_Exercise aim_
Count the lines in the entries below that contain the string "errors", and give only that number.

:: Exercise data ::

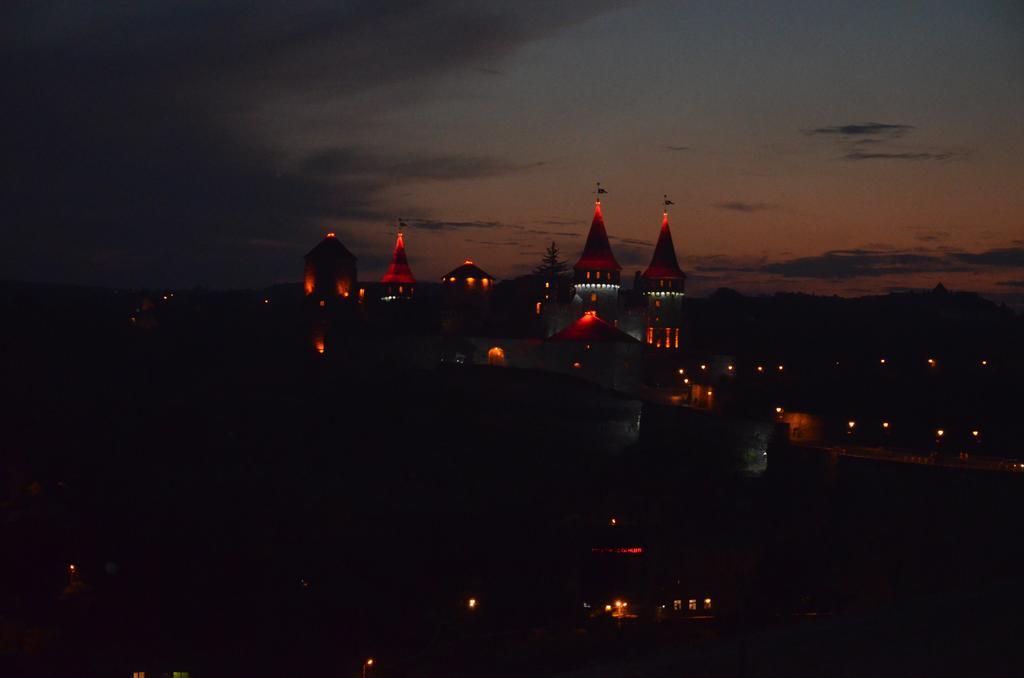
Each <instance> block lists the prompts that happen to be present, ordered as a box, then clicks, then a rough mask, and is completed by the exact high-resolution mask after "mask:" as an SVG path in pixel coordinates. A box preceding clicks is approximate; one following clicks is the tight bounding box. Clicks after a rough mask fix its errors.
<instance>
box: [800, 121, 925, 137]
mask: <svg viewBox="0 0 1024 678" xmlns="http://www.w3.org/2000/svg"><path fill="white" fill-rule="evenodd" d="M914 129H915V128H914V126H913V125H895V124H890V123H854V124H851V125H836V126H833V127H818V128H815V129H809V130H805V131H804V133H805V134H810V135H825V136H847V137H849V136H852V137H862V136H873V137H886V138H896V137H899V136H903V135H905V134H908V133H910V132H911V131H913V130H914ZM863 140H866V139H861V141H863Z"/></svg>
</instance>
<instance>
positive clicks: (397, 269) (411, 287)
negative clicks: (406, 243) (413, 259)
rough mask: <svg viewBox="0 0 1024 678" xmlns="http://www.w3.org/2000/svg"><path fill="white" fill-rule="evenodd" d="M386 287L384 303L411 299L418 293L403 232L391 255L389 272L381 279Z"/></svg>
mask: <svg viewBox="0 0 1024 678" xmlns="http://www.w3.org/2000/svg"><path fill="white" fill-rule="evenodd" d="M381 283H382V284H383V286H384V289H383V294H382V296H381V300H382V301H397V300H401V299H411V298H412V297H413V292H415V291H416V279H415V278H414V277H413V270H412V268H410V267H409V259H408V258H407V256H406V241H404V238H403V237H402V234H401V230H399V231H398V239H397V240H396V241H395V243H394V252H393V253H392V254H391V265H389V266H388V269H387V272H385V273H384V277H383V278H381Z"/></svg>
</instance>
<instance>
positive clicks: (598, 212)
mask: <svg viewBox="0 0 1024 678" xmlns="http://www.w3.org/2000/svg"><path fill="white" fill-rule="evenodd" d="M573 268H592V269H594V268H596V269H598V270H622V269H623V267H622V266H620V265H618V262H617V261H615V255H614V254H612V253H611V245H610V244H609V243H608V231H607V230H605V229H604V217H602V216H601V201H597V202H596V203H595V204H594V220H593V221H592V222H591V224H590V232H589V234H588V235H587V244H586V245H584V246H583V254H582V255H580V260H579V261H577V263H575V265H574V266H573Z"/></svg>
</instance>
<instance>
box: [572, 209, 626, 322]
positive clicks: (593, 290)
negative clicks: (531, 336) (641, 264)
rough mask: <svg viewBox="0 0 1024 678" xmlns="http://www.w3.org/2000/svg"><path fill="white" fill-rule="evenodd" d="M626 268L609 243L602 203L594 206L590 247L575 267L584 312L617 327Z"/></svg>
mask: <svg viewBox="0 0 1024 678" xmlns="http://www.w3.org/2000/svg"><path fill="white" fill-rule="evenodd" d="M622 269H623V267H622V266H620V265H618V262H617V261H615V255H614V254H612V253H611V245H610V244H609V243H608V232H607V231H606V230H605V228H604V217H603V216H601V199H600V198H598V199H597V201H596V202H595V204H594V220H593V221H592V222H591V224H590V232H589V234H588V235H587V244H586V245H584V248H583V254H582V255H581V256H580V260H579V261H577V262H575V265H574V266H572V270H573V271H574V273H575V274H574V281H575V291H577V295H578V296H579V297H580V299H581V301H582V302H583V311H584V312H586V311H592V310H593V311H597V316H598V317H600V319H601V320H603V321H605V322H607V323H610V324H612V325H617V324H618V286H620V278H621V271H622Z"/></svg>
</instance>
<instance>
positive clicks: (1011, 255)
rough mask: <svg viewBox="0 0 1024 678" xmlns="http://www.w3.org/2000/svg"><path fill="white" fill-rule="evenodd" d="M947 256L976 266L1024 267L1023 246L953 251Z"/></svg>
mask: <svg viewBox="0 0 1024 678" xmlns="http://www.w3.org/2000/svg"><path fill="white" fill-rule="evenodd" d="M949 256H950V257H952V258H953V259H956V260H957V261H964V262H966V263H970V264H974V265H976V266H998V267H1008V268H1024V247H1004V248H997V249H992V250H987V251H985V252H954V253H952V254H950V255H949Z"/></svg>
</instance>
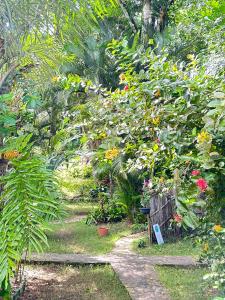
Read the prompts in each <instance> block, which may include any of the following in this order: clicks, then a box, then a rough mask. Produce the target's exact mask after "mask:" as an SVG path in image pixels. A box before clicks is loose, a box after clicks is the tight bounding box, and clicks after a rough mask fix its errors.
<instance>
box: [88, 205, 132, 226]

:::

_Expected answer_
2